__Goal of the exercise__:
Can you change "every instance" to "each occurrence" throughout the lines below and write them out again with nothing else altered, leaving out the picture?

__Records supplied__:
==========

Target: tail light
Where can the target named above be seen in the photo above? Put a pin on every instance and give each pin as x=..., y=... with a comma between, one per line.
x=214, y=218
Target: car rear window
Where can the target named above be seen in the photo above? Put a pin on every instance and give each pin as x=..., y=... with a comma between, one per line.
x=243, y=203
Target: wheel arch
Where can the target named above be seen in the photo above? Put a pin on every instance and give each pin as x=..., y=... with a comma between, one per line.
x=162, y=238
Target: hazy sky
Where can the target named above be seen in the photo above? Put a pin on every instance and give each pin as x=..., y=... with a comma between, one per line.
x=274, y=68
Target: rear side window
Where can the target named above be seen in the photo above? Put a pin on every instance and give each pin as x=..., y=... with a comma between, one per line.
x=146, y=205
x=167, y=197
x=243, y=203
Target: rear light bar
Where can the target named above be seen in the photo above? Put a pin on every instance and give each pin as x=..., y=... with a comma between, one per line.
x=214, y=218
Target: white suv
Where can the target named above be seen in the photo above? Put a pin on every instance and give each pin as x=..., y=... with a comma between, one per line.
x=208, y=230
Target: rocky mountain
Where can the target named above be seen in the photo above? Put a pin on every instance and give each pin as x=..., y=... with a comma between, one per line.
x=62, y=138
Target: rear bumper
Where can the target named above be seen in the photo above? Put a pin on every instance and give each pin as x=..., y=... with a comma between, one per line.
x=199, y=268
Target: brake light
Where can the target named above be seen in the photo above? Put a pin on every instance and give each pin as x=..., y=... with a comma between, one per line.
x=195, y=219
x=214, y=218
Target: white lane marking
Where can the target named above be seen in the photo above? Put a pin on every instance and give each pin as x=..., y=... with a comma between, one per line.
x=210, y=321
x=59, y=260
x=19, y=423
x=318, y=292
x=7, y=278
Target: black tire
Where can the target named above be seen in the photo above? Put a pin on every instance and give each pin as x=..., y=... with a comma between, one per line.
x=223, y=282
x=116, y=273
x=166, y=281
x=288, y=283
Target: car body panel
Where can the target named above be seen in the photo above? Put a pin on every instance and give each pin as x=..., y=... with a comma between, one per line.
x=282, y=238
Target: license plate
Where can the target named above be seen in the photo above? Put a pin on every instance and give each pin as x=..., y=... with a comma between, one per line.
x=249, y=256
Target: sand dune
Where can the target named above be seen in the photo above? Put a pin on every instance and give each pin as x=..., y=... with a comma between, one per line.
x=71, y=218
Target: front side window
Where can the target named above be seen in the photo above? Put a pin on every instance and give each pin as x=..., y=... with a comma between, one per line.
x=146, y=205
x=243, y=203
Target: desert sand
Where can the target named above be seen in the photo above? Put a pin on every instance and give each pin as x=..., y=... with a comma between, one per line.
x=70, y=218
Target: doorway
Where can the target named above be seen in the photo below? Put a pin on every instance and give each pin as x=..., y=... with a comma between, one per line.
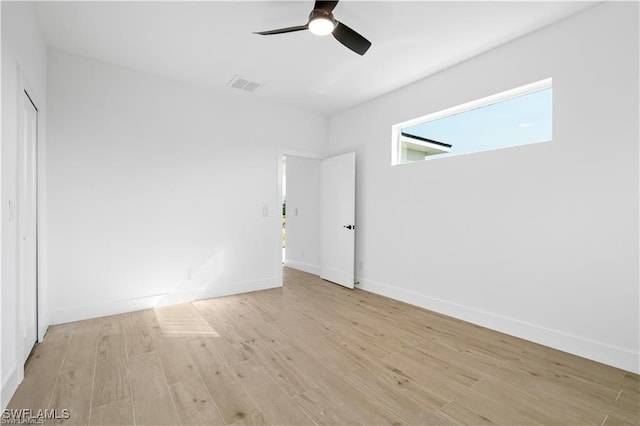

==========

__Result of this task__:
Target: tail light
Where can the target named above be seen in the photo above? Put a pin on each occurrence and give each pin as x=..., y=... with a comma between, one per line.
x=214, y=218
Target: car rear window
Where can the target named above be seen in the photo above? Put a pin on each occurrence and give each pin as x=..., y=... with a comma between, one per line.
x=243, y=203
Target: wheel arch
Where can the target named above be seen in the photo above? Put a pin on each occurrence and give each pin as x=..., y=... with a comma between, one per line.
x=162, y=238
Target: hazy sky
Where can the target named above be seen in the photo above? Put a pin on each occurrence and give each pin as x=..., y=... with a comma between, one per line.
x=274, y=68
Target: rear side window
Where can the target named above be seen in the photo above? Put a pin on each occurrence and give each pin as x=..., y=... with a comma between, one per line.
x=146, y=205
x=167, y=197
x=243, y=203
Target: rear light bar
Where can the target named above be seen in the photo above? Put a pin on each occurrence and give each pin as x=..., y=... with a comma between, one per line.
x=214, y=218
Target: white suv
Where can the target named above be seen in the photo above? Put a pin on each occurrence and give each pin as x=..., y=... with a comma between, one per line.
x=208, y=230
Target: rocky mountain
Where can the target named above be seen in the photo above? Put a pin on each occurrence and give each pin as x=..., y=... with a comma between, one per line.
x=62, y=138
Target: rear bumper
Where can the target named above be seen in the photo above? Put a pin on each occurrence and give each pin as x=..., y=... with a comma between, one per line.
x=199, y=268
Target: brake light
Where can the target named above be seen in the photo above? Put a pin on each occurrence and give each pin as x=..., y=... with a comma between, one per line.
x=195, y=219
x=214, y=218
Target: white lane marking
Where can the target named above be seen in the photo above? Put a pin on each occurrence and give each pin as x=..., y=... with a comma between, one per line.
x=210, y=321
x=59, y=260
x=19, y=423
x=318, y=292
x=7, y=278
Target: black tire
Where can the target named above be seen in the photo above? Put a pin on each occurrence and give each pin as x=..., y=... with a comma between, one per line.
x=223, y=282
x=116, y=273
x=166, y=281
x=288, y=283
Target: car body panel
Where can the target named above be seen in the photo above? Put a pin on each occurrence and give each pin as x=..., y=... with a comma between, one per line.
x=282, y=238
Target: license plate
Where can the target named above be seen in the photo above? Put a pin on each occurrence and give each pin as x=..., y=... with a comma between, one per line.
x=249, y=256
Target: sand dune
Where can the target named above be seen in the photo above? Put a pin on each occurrence and give each pin as x=..., y=... with a comma between, one per line.
x=71, y=218
Target: front side window
Where can the target named above be seen in the photo above? Put a pin on each occurrence and give each pin as x=..., y=... with a comma between, one per line.
x=146, y=205
x=243, y=203
Target: desert sand
Where can the target named above be seen in the photo above? Put a pin on each occurrence and give each pin as x=..., y=... with a comma between, one per line.
x=70, y=218
Target: doorway
Where can the target named above be seen in the photo below? Put a pin on each occurrence and give each pin as x=..., y=... with a comma between, one per line.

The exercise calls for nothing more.